• [Your objective]
Please return each line in the rows below that contains the word "green".

• [Coordinate annotation entries]

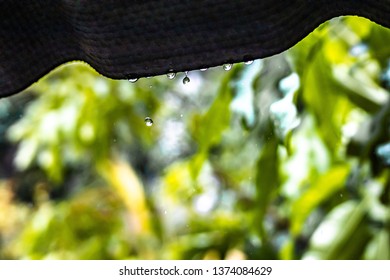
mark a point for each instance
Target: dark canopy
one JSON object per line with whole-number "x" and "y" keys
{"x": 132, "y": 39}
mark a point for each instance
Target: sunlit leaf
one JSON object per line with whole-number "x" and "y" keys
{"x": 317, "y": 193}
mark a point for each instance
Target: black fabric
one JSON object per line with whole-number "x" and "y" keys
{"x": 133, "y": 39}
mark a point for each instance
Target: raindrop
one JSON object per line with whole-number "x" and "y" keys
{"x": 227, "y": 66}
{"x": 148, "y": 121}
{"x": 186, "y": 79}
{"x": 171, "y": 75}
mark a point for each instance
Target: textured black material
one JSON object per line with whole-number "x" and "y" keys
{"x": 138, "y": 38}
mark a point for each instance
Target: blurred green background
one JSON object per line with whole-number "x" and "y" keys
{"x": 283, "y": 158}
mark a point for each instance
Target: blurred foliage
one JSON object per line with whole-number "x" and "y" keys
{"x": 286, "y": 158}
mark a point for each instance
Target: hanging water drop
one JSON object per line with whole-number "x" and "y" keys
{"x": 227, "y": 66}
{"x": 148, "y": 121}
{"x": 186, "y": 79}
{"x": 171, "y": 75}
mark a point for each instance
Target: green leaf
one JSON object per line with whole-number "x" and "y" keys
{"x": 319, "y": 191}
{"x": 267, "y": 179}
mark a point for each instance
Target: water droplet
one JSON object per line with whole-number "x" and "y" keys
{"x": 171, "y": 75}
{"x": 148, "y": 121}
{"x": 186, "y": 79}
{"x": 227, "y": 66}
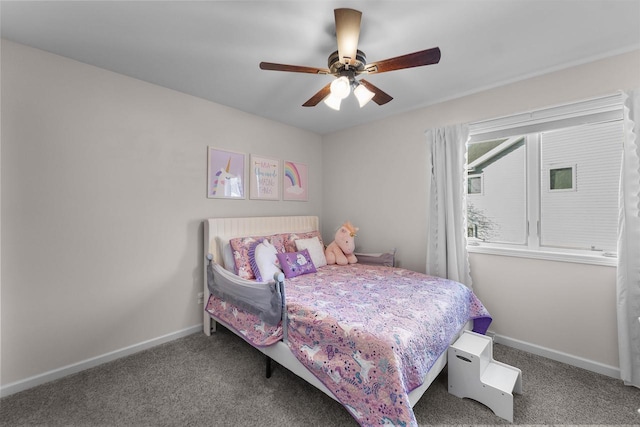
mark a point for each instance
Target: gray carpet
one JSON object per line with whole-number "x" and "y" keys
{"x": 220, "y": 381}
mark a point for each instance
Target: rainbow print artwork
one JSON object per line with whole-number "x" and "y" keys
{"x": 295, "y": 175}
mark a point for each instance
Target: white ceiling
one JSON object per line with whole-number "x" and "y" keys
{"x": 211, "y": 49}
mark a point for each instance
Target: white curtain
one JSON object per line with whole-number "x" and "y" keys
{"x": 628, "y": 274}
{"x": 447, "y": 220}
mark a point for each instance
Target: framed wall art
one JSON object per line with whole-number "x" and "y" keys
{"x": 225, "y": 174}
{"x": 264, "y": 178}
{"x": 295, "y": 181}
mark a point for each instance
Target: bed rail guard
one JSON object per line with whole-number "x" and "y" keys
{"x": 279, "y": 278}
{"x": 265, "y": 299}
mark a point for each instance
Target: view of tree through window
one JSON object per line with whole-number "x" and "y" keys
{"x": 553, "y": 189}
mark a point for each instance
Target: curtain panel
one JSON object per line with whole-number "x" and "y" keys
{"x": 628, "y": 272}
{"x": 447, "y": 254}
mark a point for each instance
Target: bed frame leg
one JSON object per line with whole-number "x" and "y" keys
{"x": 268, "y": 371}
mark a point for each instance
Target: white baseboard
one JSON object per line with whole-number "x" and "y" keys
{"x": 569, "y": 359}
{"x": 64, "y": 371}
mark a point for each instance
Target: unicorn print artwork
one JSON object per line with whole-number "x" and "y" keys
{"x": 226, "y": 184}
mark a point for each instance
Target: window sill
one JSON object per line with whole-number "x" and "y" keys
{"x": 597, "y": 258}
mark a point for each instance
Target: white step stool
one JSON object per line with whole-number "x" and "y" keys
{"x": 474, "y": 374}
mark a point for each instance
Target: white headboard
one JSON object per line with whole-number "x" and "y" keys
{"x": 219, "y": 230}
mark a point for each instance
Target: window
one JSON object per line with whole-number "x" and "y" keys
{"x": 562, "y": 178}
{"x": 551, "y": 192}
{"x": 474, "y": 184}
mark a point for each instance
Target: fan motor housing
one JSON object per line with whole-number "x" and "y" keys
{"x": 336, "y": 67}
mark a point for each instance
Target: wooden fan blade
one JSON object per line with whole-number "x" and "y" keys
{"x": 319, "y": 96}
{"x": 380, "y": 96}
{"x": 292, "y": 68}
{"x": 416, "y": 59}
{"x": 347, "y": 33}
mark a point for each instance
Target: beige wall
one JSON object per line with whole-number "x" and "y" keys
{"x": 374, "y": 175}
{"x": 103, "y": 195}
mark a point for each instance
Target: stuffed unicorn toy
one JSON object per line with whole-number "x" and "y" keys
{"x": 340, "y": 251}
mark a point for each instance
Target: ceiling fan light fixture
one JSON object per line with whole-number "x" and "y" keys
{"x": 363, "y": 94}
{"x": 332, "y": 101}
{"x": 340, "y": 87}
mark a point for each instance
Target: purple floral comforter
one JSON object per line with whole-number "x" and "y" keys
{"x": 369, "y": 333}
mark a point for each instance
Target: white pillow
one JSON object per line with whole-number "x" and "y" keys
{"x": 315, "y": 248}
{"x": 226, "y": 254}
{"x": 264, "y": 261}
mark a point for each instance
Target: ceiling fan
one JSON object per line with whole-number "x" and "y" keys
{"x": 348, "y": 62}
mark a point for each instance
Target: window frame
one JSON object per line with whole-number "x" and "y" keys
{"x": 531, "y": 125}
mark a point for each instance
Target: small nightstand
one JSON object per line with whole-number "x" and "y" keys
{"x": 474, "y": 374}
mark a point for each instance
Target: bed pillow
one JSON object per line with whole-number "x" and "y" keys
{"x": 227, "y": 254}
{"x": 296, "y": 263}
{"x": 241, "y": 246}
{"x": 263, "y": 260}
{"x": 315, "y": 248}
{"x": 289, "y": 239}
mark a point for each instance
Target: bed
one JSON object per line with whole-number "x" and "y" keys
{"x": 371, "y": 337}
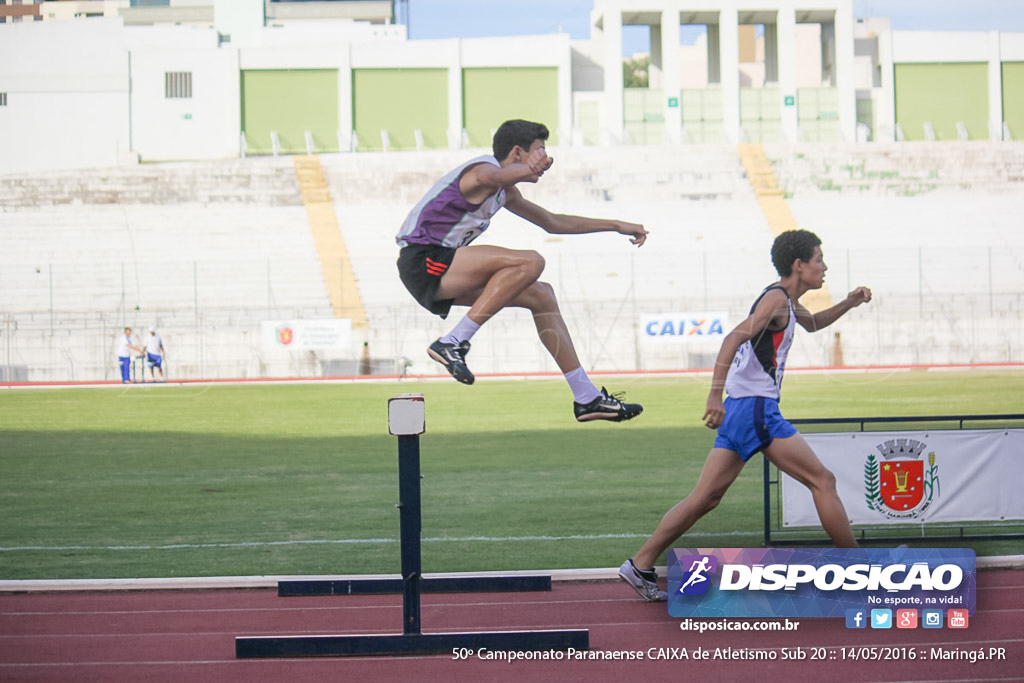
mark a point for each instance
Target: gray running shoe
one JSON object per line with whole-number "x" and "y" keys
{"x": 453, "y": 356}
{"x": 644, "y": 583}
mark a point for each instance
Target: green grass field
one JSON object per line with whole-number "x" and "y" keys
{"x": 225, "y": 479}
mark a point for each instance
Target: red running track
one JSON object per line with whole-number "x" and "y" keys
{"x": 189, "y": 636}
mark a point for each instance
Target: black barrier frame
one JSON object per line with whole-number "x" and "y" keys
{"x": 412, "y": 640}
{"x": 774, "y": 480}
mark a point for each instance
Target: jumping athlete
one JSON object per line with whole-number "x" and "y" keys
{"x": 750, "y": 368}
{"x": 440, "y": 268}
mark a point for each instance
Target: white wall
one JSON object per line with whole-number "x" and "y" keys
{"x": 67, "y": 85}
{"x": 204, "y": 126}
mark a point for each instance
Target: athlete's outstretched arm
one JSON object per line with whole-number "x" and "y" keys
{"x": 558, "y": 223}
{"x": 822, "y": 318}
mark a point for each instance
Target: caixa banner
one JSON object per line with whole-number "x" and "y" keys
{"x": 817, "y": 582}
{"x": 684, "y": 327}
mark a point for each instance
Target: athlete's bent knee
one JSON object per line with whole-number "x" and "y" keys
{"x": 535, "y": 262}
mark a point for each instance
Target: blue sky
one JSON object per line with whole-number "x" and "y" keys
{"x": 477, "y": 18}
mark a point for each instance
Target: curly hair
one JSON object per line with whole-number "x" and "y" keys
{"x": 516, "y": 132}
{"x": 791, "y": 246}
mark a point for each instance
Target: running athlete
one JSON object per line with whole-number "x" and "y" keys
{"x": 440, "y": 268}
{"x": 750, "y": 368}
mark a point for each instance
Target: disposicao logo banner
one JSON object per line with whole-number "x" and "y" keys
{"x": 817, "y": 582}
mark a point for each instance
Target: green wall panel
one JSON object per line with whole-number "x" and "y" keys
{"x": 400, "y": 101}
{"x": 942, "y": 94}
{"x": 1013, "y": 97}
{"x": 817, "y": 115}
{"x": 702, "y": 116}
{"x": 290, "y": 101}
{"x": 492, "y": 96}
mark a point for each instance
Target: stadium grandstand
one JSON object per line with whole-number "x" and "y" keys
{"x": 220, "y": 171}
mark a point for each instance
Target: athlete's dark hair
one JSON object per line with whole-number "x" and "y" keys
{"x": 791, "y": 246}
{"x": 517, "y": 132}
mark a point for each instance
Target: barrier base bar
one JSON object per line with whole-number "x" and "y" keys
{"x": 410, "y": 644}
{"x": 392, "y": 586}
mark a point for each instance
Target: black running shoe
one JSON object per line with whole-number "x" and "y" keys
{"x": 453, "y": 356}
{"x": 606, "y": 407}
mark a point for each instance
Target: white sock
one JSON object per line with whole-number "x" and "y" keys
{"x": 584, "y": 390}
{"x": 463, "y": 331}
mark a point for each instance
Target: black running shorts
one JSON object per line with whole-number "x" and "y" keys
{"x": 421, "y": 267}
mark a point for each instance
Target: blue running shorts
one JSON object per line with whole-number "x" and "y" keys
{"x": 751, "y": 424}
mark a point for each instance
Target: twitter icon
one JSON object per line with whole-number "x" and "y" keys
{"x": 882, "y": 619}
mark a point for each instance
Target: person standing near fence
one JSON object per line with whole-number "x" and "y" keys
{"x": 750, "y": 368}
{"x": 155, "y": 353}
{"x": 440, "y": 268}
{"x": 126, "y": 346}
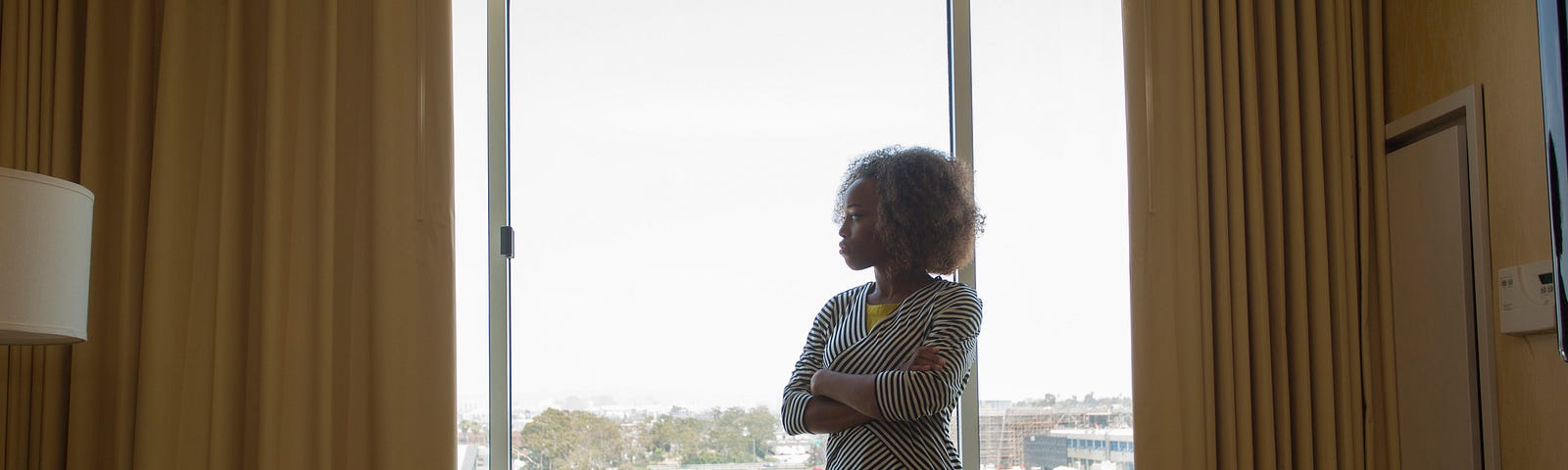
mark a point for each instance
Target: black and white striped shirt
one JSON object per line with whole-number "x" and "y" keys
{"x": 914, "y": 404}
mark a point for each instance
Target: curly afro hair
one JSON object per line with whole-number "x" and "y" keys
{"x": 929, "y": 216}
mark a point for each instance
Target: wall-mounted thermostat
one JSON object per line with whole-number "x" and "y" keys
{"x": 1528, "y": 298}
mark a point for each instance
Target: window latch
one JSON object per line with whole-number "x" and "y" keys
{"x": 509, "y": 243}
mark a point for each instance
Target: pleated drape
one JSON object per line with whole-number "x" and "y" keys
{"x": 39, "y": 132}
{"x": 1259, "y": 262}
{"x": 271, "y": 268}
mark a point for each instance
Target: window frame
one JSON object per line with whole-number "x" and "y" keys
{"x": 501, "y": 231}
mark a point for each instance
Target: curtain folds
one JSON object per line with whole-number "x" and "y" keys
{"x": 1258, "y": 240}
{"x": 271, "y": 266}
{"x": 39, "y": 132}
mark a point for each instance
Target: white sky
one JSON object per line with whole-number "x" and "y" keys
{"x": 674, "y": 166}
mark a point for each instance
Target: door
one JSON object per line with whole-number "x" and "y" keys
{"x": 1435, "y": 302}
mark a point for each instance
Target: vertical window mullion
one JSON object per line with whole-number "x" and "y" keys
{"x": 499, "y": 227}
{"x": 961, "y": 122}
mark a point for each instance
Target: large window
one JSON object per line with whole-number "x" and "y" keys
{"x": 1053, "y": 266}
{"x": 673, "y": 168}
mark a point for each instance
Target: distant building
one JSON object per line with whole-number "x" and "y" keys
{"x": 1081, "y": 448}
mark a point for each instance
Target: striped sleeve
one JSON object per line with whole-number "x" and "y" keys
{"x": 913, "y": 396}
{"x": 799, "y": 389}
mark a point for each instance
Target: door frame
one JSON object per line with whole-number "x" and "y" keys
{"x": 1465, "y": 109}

• [The response]
Target: blurred green background
Target: green leaf
Target: green grass field
Target: green wall panel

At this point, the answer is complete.